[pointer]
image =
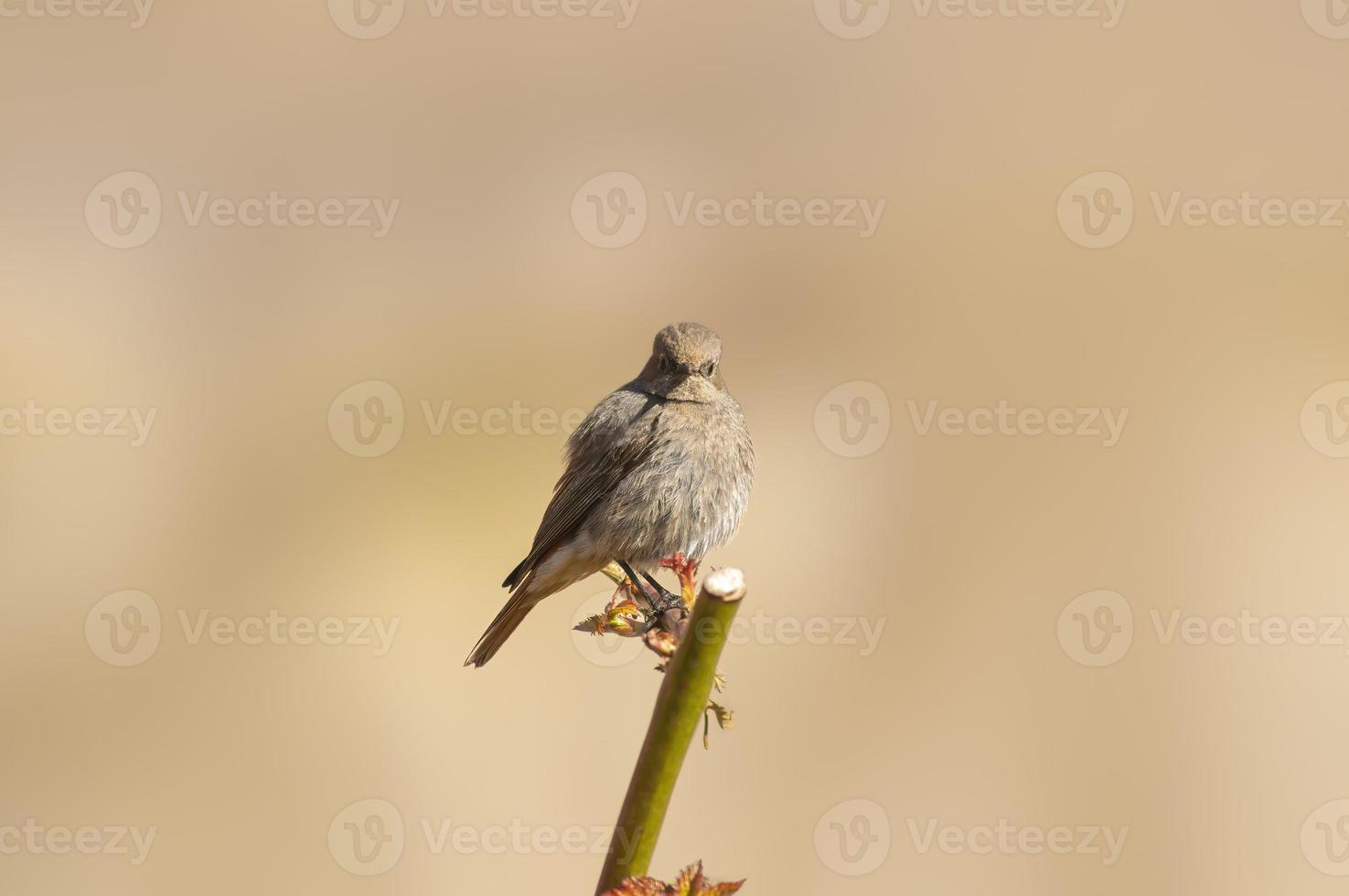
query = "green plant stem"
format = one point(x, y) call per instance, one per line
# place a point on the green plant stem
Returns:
point(679, 710)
------
## Assignment
If a line in the data above contains "plant", return that line.

## Answer to the problem
query = "green plant stem"
# place a point on the green plant stem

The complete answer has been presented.